Start

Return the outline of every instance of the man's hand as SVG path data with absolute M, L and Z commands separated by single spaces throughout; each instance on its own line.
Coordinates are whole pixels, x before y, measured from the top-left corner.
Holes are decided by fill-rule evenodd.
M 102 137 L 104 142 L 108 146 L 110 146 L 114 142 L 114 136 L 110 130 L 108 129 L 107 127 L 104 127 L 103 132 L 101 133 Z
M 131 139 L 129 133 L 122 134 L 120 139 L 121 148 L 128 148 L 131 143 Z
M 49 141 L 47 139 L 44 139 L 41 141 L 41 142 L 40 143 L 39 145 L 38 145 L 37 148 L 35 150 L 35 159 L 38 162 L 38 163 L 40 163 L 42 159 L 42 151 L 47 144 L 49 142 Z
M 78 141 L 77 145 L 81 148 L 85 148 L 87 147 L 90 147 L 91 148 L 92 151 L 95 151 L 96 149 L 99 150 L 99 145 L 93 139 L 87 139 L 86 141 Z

End
Start

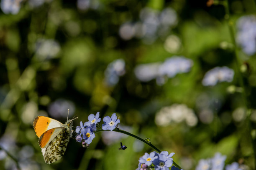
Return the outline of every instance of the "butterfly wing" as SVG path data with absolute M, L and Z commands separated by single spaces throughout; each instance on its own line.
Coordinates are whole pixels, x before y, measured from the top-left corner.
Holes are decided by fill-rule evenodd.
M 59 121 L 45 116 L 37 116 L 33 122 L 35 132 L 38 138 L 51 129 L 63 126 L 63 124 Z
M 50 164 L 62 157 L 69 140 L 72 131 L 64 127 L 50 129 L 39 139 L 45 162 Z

End

§ Exercise description
Turn the stretch from the line containing "Return the outline of every instance of the man's" through the line containing "M 78 141 L 77" into a two-column CSV headed task and result, with one row per record. Put the record's text under task and its answer under result, quote every field, and replace line breaks with spaces.

§ Task answer
task,result
"Return the outline of every instance of the man's hand as SVG path data with absolute M, L and Z commands separated by single spaces throughout; each instance on its own line. Coordinates are whole pixels, x before y, measured from the top-left corner. Holes are decided by fill-rule evenodd.","M 102 137 L 104 142 L 108 146 L 110 146 L 114 142 L 114 136 L 110 130 L 108 129 L 107 127 L 104 127 L 103 132 L 101 133 Z M 131 139 L 129 133 L 122 134 L 120 139 L 121 148 L 128 148 L 131 143 Z M 49 141 L 47 139 L 44 139 L 41 141 L 41 142 L 40 143 L 39 145 L 38 145 L 37 148 L 35 150 L 35 159 L 38 162 L 38 163 L 40 163 L 42 159 L 42 151 L 47 144 L 49 142 Z M 78 141 L 77 145 L 81 148 L 85 148 L 87 147 L 90 147 L 91 148 L 92 151 L 95 151 L 96 149 L 99 150 L 99 145 L 93 139 L 87 139 L 86 141 Z"